* _To do_: Put each of the lines below into a JSON list as its own string. Leave out blank lines.

[Dataset lines on where objects appear]
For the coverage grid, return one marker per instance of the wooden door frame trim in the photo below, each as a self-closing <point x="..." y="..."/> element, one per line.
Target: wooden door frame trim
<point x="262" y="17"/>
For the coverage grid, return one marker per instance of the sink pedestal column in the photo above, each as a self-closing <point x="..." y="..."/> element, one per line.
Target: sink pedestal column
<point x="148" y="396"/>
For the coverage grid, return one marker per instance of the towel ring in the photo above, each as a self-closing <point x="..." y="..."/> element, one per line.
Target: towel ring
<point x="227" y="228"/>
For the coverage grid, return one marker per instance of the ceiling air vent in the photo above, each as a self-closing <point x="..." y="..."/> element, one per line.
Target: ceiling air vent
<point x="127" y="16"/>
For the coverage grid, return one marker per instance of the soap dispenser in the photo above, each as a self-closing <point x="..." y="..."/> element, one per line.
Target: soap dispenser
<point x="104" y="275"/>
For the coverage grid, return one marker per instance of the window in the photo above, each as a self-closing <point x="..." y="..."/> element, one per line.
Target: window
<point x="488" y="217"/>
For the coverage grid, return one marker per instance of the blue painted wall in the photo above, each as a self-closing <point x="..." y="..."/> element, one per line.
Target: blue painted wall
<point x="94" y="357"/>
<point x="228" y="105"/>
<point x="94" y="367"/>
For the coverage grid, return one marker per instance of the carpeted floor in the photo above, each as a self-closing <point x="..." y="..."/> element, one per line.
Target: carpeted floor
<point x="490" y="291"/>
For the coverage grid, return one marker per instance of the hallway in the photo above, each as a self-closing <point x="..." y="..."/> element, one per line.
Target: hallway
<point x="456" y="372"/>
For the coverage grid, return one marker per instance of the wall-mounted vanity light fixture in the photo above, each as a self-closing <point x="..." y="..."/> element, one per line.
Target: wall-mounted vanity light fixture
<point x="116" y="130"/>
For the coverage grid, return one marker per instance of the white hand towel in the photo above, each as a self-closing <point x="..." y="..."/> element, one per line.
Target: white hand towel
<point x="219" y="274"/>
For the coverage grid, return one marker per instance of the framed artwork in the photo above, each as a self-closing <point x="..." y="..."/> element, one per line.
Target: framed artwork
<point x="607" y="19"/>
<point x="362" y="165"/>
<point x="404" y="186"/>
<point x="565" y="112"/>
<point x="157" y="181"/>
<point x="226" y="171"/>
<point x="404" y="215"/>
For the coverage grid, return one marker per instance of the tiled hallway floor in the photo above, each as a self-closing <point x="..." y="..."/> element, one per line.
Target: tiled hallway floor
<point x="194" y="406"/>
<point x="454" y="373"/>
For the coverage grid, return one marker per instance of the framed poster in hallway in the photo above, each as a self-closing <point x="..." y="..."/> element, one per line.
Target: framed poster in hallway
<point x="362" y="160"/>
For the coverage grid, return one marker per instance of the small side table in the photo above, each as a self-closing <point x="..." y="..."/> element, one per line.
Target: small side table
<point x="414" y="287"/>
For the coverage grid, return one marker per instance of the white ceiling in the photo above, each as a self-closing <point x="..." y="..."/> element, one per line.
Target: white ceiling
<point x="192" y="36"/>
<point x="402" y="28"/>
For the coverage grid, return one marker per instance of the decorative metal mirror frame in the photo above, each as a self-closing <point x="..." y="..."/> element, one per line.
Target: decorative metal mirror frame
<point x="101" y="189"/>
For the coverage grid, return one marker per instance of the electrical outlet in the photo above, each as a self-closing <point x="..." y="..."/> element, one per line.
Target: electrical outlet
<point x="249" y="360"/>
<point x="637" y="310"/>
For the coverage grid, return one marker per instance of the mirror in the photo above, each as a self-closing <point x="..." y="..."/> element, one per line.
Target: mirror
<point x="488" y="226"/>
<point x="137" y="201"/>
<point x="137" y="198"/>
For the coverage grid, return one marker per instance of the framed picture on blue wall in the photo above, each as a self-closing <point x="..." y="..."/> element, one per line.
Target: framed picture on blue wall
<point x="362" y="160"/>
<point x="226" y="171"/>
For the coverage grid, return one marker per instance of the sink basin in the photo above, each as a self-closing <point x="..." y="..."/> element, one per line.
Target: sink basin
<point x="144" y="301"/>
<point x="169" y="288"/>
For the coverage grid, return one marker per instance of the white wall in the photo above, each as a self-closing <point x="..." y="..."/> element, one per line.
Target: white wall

* _Expected answer_:
[
  "For the coverage grid, return one marker per instance of the wooden door frame trim in the photo below, each as a self-closing <point x=\"...\" y=\"...\"/> element, one per line.",
  "Target: wooden door frame trim",
  "<point x=\"262\" y=\"17\"/>",
  "For the coverage grid, return one marker per instance of the sink pedestal column in the photo above, each as a self-closing <point x=\"...\" y=\"...\"/> element, one per line.",
  "Target: sink pedestal column",
  "<point x=\"148\" y=\"396\"/>",
  "For the coverage grid, return one marker per instance of the towel ring in the photo above, each as a self-closing <point x=\"...\" y=\"...\"/> element, one per line.",
  "Target: towel ring",
  "<point x=\"227\" y=\"228\"/>",
  "For the coverage grid, return one marker per instance of the ceiling air vent in the photo above, each as a self-closing <point x=\"...\" y=\"...\"/> element, one per line.",
  "Target: ceiling air vent",
  "<point x=\"127\" y=\"16\"/>",
  "For the coverage grid, return one marker per instance of the soap dispenser in the photo above, each as a self-closing <point x=\"...\" y=\"...\"/> element, one per line.",
  "Target: soap dispenser",
  "<point x=\"104\" y=\"275\"/>",
  "For the coverage grid, return one marker per instance of the window in the photo above, each as a self-closing <point x=\"...\" y=\"...\"/> element, one per line.",
  "Target: window",
  "<point x=\"488\" y=\"217\"/>",
  "For the coverage grid, return one marker per instance of the blue painted wall in the photo above, each as a self-closing <point x=\"...\" y=\"...\"/> element, one per line.",
  "Target: blue painted wall",
  "<point x=\"94\" y=\"357\"/>",
  "<point x=\"228\" y=\"105\"/>",
  "<point x=\"94\" y=\"367\"/>",
  "For the coverage grid, return one marker per instance of the carpeted floor in the photo above, each as a self-closing <point x=\"...\" y=\"...\"/> element, one per line.",
  "Target: carpeted floor",
  "<point x=\"490\" y=\"291\"/>",
  "For the coverage grid, return one marker per instance of the hallway in the photo above, each as a self-closing <point x=\"...\" y=\"...\"/> element, one per line.",
  "Target: hallway",
  "<point x=\"456\" y=\"372\"/>",
  "For the coverage grid, return one marker per instance of the wall-mounted vanity light fixture in the photo above, each as a self-closing <point x=\"...\" y=\"...\"/> element, one per line.",
  "Target: wall-mounted vanity light fixture",
  "<point x=\"116\" y=\"130\"/>",
  "For the coverage grid, return one marker per instance of the white hand towel in the photo above, each as a self-closing <point x=\"...\" y=\"...\"/> element, one per line.",
  "Target: white hand towel",
  "<point x=\"219\" y=\"274\"/>",
  "For the coverage grid, return one marker per instance of the framed artwork in the photo above, each as a self-closing <point x=\"...\" y=\"...\"/> element, one per line.",
  "Target: framed artwork",
  "<point x=\"607\" y=\"19\"/>",
  "<point x=\"362\" y=\"165\"/>",
  "<point x=\"404\" y=\"186\"/>",
  "<point x=\"565\" y=\"112\"/>",
  "<point x=\"157\" y=\"181\"/>",
  "<point x=\"226\" y=\"171\"/>",
  "<point x=\"404\" y=\"215\"/>",
  "For the coverage grid, return one marker per instance of the tiled hallway floor in the photo above, each as a self-closing <point x=\"...\" y=\"...\"/> element, one per line.",
  "Target: tiled hallway floor",
  "<point x=\"194\" y=\"406\"/>",
  "<point x=\"454\" y=\"373\"/>",
  "For the coverage grid, return one marker per instance of the framed poster in hallway in the photo above, each as a self-closing <point x=\"...\" y=\"...\"/> element, one per line.",
  "Target: framed poster in hallway",
  "<point x=\"362\" y=\"160\"/>",
  "For the coverage grid, return one marker per instance of the small side table in the photo above, each as a self-closing <point x=\"...\" y=\"...\"/> element, one per line.",
  "Target: small side table",
  "<point x=\"414\" y=\"287\"/>",
  "For the coverage grid, return one marker per instance of the white ceiling in the photo above, each as a self-closing <point x=\"...\" y=\"...\"/> element, one per line.",
  "Target: white ceiling",
  "<point x=\"192\" y=\"36\"/>",
  "<point x=\"402\" y=\"28\"/>",
  "For the coverage grid, return one marker per instance of the decorative metal mirror frame in the photo above, each as a self-closing <point x=\"...\" y=\"...\"/> element, one per line.",
  "Target: decorative metal mirror frame",
  "<point x=\"101\" y=\"189\"/>",
  "For the coverage grid, return one marker per instance of the electrical outlet in the photo above, each as a self-closing <point x=\"...\" y=\"...\"/> element, one per line.",
  "Target: electrical outlet",
  "<point x=\"249\" y=\"360\"/>",
  "<point x=\"637\" y=\"310\"/>",
  "For the coverage grid, return one marker per instance of the mirror in the photo above, each as a self-closing <point x=\"...\" y=\"...\"/> element, one per line.",
  "Target: mirror",
  "<point x=\"488\" y=\"226\"/>",
  "<point x=\"137\" y=\"201\"/>",
  "<point x=\"137\" y=\"198\"/>",
  "For the coverage grid, return one marker per instance of the framed picture on blue wall in the photo above, each as a self-closing <point x=\"...\" y=\"...\"/> element, one per line.",
  "Target: framed picture on blue wall",
  "<point x=\"362\" y=\"160\"/>",
  "<point x=\"226\" y=\"171\"/>",
  "For the coverage grid, return one marker per instance of the sink basin in the photo above, each as a self-closing <point x=\"...\" y=\"...\"/> element, one per line.",
  "Target: sink basin",
  "<point x=\"144\" y=\"301\"/>",
  "<point x=\"169\" y=\"288\"/>",
  "For the coverage grid, return one marker per instance of the white wall in the photo above, each as a self-closing <point x=\"...\" y=\"...\"/> element, one per line.",
  "Target: white wall"
]